═════ BRANO RIPORTATO ═════

Se, in questi ultimi anni, l'amministrazione Usa si è distinta per aver sfidato il diritto internazionale, i governi europei hanno mostrato una certa inclinazione per i doppi standard. L'Unione europea (Ue) professa di essere "un'unione di valori, unita dal rispetto per lo stato di diritto, basata su standard comuni e sul consenso, impegnata per la tolleranza, la democrazia e i diritti umani" . Eppure, nel 2007, sono emerse nuove prove che vari Stati membri dell'Ue si sono voltati dall'altra parte o hanno colluso con la Cia nel sequestro, nella detenzione segreta e nel trasferimento illegale di prigionieri verso paesi in cui sono stati sottoposti a torture o ad altri maltrattamenti. Nonostante i ripetuti richiami del Consiglio d'Europa, nessun governo ha indagato a fondo o ha posto in essere misure adeguate per prevenire l'ulteriore uso del territorio europeo per rendition e detenzioni segrete.

Al contrario, alcuni governi europei hanno cercato di annacquare la sentenza del 1996 della Corte europea dei diritti umani che proibisce il rinvio di persone sospette verso paesi dove potrebbero rischiare la tortura. La Corte si è nuovamente espressa in questo senso, in uno dei due casi esaminati nel 2007, ribadendo il divieto assoluto di tortura e di altri maltrattamenti.

═════ INFORMAZIONI FORNITE ═════

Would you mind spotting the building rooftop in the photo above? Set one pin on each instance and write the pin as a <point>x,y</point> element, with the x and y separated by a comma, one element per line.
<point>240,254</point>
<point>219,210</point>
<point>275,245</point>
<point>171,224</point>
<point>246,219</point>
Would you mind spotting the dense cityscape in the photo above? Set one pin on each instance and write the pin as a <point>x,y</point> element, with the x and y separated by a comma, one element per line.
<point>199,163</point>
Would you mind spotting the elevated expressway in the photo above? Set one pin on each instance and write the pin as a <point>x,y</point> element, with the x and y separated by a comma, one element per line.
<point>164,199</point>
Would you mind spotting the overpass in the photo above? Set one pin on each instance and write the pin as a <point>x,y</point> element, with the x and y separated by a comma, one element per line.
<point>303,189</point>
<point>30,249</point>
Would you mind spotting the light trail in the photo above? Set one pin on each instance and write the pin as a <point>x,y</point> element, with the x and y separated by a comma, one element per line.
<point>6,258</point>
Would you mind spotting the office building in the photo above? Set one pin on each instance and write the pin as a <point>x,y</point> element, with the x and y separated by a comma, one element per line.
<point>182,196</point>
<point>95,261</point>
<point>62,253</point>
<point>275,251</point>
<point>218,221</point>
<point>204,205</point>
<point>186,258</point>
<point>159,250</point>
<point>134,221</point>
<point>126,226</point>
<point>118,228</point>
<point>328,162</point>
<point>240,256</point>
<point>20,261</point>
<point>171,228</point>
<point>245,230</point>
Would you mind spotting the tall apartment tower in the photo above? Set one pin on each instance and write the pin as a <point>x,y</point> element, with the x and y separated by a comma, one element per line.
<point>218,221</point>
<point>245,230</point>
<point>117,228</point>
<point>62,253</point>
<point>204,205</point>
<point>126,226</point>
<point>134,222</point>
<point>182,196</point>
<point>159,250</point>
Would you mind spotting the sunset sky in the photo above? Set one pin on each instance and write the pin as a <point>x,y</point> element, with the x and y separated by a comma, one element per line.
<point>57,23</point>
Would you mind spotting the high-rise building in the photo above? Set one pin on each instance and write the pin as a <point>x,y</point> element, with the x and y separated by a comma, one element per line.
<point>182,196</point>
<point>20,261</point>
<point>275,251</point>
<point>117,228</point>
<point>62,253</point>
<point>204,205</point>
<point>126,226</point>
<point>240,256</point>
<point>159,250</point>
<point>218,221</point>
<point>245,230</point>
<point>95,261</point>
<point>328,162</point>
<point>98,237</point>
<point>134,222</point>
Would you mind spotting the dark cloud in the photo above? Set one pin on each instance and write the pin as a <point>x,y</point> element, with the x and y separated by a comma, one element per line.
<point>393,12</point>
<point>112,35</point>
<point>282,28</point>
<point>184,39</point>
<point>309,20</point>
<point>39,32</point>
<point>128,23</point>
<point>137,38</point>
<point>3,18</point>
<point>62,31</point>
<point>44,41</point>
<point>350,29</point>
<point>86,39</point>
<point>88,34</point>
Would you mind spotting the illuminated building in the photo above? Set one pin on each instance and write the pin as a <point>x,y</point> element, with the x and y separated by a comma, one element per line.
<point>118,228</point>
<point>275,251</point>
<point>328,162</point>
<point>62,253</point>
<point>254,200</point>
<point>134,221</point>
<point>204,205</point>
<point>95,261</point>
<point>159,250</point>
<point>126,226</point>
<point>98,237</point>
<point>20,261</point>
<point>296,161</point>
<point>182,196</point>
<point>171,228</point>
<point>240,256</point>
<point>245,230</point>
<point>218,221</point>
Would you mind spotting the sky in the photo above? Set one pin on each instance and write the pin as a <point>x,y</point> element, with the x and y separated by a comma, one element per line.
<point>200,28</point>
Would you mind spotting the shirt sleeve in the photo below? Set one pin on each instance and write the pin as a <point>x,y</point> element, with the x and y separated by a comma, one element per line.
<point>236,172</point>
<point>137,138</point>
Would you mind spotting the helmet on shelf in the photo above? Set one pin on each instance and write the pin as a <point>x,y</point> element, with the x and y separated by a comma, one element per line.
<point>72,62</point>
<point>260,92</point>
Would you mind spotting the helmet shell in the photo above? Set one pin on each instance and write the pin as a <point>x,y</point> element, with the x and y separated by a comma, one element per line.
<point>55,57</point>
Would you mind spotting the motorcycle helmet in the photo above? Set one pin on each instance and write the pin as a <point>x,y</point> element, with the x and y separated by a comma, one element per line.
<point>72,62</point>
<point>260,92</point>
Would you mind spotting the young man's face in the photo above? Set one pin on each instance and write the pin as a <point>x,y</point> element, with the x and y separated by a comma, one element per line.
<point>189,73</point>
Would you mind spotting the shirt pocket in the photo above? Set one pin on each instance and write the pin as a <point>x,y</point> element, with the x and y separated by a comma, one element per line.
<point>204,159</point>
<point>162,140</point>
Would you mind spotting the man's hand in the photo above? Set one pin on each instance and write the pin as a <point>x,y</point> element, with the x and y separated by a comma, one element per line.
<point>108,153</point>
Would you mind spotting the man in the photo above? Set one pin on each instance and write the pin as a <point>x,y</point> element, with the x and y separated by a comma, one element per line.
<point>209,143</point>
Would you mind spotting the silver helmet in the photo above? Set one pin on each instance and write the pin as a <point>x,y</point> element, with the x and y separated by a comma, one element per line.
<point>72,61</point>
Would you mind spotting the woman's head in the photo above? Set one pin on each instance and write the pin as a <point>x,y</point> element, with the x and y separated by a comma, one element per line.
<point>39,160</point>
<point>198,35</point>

═════
═════ INFORMAZIONI FORNITE ═════

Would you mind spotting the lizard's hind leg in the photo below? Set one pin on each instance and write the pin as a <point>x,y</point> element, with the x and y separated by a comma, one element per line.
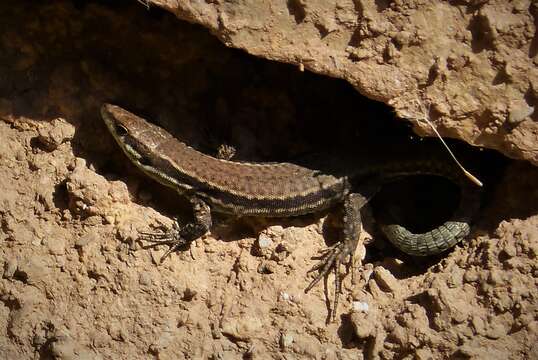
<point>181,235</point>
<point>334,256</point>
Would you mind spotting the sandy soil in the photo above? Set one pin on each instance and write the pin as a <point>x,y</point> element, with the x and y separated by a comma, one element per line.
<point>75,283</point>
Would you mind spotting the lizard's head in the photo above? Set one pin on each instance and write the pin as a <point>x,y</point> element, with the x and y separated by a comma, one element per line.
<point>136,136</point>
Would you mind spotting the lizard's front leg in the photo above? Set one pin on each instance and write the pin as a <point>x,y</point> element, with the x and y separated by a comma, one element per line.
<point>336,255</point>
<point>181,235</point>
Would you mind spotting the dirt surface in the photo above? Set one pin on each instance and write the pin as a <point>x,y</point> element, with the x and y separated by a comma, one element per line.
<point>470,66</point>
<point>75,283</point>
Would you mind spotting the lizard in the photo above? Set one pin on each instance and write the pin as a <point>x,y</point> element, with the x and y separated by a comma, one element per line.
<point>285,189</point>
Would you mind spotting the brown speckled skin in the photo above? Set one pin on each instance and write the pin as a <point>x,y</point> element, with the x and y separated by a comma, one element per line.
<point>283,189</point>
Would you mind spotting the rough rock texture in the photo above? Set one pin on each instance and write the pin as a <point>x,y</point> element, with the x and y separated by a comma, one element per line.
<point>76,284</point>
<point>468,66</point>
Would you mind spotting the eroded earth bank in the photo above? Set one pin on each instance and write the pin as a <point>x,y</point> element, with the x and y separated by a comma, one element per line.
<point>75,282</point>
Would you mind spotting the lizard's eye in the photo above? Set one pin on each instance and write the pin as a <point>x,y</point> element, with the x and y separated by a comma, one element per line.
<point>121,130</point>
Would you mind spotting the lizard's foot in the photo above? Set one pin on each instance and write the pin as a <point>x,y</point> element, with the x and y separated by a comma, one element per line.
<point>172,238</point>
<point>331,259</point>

═════

■ ISTRUZIONI E REQUISITI: Riporta, per favore, il passo del testo sui doppi standard europei da "Al contrario, alcuni" a "di altri maltrattamenti.", parola per parola.

■ RISULTATO DEL COMPITO:
Al contrario, alcuni governi europei hanno cercato di annacquare la sentenza del 1996 della Corte europea dei diritti umani che proibisce il rinvio di persone sospette verso paesi dove potrebbero rischiare la tortura. La Corte si è nuovamente espressa in questo senso, in uno dei due casi esaminati nel 2007, ribadendo il divieto assoluto di tortura e di altri maltrattamenti.